_What needs to be done_
Which lines in the rows below contain the word "white"? List each of them in full.

_Material for the task_

——————

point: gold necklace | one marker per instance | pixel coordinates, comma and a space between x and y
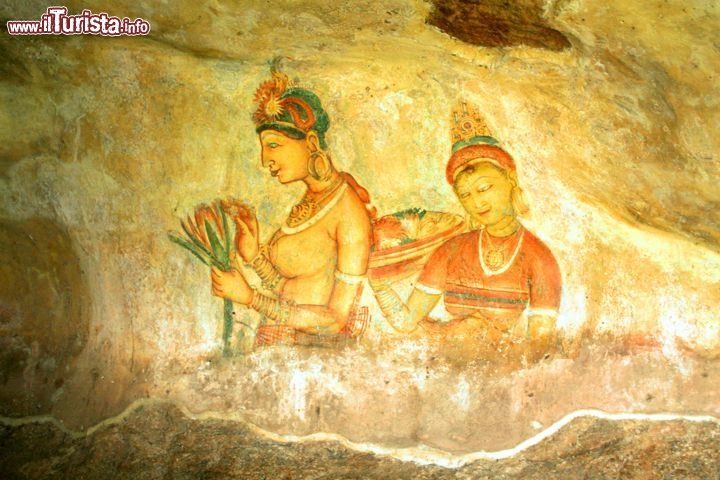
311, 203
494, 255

——————

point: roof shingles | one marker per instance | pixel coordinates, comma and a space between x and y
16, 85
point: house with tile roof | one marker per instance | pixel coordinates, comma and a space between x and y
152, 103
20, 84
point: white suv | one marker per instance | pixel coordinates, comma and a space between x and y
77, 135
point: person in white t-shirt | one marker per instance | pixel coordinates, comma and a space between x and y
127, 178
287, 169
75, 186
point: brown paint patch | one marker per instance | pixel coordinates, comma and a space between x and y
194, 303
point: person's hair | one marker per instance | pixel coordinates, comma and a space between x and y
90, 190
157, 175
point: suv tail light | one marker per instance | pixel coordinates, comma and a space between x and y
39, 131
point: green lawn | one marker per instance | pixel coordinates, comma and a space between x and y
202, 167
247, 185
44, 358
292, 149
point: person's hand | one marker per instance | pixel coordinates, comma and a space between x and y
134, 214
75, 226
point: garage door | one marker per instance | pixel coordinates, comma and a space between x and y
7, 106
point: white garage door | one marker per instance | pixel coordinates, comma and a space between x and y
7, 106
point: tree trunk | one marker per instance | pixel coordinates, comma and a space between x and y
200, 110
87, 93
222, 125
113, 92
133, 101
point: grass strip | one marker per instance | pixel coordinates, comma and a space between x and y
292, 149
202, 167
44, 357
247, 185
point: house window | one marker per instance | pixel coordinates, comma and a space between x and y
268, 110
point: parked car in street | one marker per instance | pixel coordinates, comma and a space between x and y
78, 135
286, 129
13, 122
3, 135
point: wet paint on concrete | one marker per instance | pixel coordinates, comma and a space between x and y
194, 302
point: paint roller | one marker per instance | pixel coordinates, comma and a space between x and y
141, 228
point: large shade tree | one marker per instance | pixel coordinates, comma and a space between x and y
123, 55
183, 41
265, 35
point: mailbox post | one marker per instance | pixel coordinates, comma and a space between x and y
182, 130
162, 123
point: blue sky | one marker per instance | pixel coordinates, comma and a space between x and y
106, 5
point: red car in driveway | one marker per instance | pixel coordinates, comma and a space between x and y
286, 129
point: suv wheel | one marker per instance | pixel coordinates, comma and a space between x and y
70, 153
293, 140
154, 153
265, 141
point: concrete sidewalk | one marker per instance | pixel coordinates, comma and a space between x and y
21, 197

——————

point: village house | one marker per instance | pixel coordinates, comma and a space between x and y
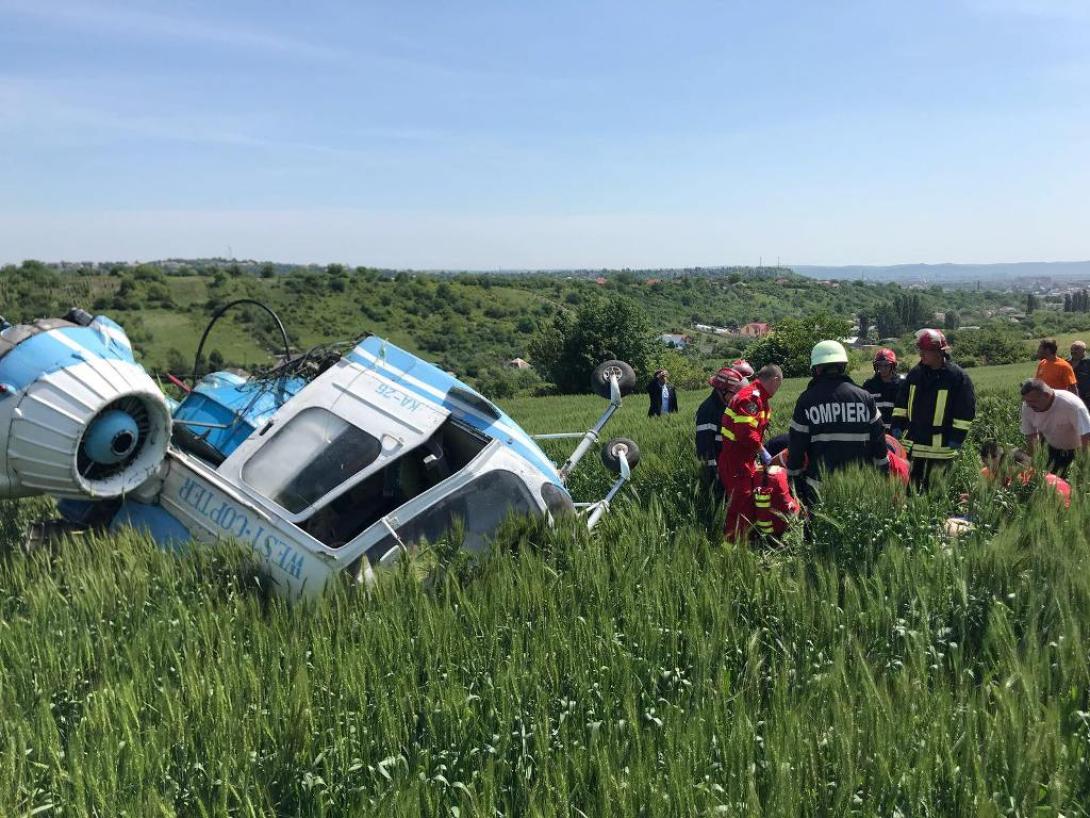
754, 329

——————

_Full answer_
point: white suv | one marker per instance | pixel coordinates, comma and a space between x and y
point: person in white t-shirt | one marker per instance | pixel coordinates, comma and a space between x and y
point: white garage door | one marker per instance | pixel coordinates, comma and a space between x and y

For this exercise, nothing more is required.